- Work order: Rewrite the report on New York nursing home deaths from "In an August" to "expected vacancy rate.", changing "empty" to "unoccupied".

CNA Staff, Aug 12, 2020 / 11:10 am
Official figures from New York state likely under-represent the real number of nursing home residents who died as a result of COVID-19, according to a new report on Tuesday.
Officially, New York claims to have lost 6,600 nursing home residents to COVID-19, which would be just over 20% of the state’s total deaths. In neighboring New Jersey, nursing home residents account for 44% of the state’s total death toll, and in Pennsylvania, that figure rises to 68% of the total number of COVID-19 deaths.
Unlike other states, New York only tallies nursing home deaths from COVID-19 if they actually occurred in a nursing home. A resident of a nursing home who died from COVID-19 after being transported to a hospital for intensive care would not be considered a nursing home death in New York.
In an August 12 report by Associated Press, the New York statistics do not appear to tally either with regional patterns or with the current occupancy rates in nursing homes.
Geriatrics expert Thomas Perls told AP that the numbers given by New York do not make sense: “Whatever the cause, there is no way New York could be truly at 20%,” Perls said.
If New York’s nursing home death percentage were the same as New Jersey, over 14,000 nursing home residents would have died from COVID-19. If it were the same as Pennsylvania, the number of nursing home residents who died from COVID-19 would rise to 22,012.
According to the AP report, there are 21,000 empty nursing home beds in New York state this year. That number is 13,000 higher than the expected vacancy rate.
While some of the “missing” nursing home patients were removed from nursing homes by concerned relatives, or died from other causes, the AP report suggests that it is likely some if not many of these “missing” patients died from COVID-19 but were not counted in state figures.

- Given data:
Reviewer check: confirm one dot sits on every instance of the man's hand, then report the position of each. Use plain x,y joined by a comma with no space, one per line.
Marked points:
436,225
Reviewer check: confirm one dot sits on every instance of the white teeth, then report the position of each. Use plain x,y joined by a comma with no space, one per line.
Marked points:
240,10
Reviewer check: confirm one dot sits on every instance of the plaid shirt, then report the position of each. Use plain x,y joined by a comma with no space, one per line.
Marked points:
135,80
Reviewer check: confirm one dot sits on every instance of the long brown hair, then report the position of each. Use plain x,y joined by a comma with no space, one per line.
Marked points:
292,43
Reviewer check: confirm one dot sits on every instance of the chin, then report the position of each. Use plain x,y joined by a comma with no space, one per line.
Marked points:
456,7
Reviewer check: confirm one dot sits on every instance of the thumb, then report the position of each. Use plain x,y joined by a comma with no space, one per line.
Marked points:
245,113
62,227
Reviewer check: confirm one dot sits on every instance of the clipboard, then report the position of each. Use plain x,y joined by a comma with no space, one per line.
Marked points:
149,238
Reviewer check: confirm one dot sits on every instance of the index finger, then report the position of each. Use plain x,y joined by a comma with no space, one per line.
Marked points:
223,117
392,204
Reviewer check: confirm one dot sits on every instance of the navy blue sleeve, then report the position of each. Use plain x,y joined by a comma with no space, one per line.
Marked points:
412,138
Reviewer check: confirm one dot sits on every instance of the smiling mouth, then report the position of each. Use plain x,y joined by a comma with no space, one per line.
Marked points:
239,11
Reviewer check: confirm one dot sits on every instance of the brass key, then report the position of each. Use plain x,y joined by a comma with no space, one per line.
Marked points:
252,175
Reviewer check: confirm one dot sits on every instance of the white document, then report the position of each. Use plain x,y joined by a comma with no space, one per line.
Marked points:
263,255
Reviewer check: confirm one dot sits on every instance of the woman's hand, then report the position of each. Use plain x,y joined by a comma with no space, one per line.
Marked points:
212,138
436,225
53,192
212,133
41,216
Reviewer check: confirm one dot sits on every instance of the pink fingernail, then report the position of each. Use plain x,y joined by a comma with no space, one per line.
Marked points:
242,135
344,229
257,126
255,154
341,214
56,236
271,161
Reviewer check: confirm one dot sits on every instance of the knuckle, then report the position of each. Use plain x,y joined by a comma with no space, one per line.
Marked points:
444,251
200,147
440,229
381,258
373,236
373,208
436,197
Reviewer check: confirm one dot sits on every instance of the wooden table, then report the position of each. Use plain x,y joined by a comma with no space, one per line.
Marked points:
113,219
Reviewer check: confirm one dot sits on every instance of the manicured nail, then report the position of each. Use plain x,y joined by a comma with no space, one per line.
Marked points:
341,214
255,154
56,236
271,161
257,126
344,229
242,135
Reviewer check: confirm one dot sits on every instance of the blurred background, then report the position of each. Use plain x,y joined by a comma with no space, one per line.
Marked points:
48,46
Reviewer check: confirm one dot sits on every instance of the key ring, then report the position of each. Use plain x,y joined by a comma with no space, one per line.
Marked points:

- Result below:
In an August 12 report by Associated Press, the New York statistics do not appear to tally either with regional patterns or with the current occupancy rates in nursing homes.
Geriatrics expert Thomas Perls told AP that the numbers given by New York do not make sense: “Whatever the cause, there is no way New York could be truly at 20%,” Perls said.
If New York’s nursing home death percentage were the same as New Jersey, over 14,000 nursing home residents would have died from COVID-19. If it were the same as Pennsylvania, the number of nursing home residents who died from COVID-19 would rise to 22,012.
According to the AP report, there are 21,000 unoccupied nursing home beds in New York state this year. That number is 13,000 higher than the expected vacancy rate.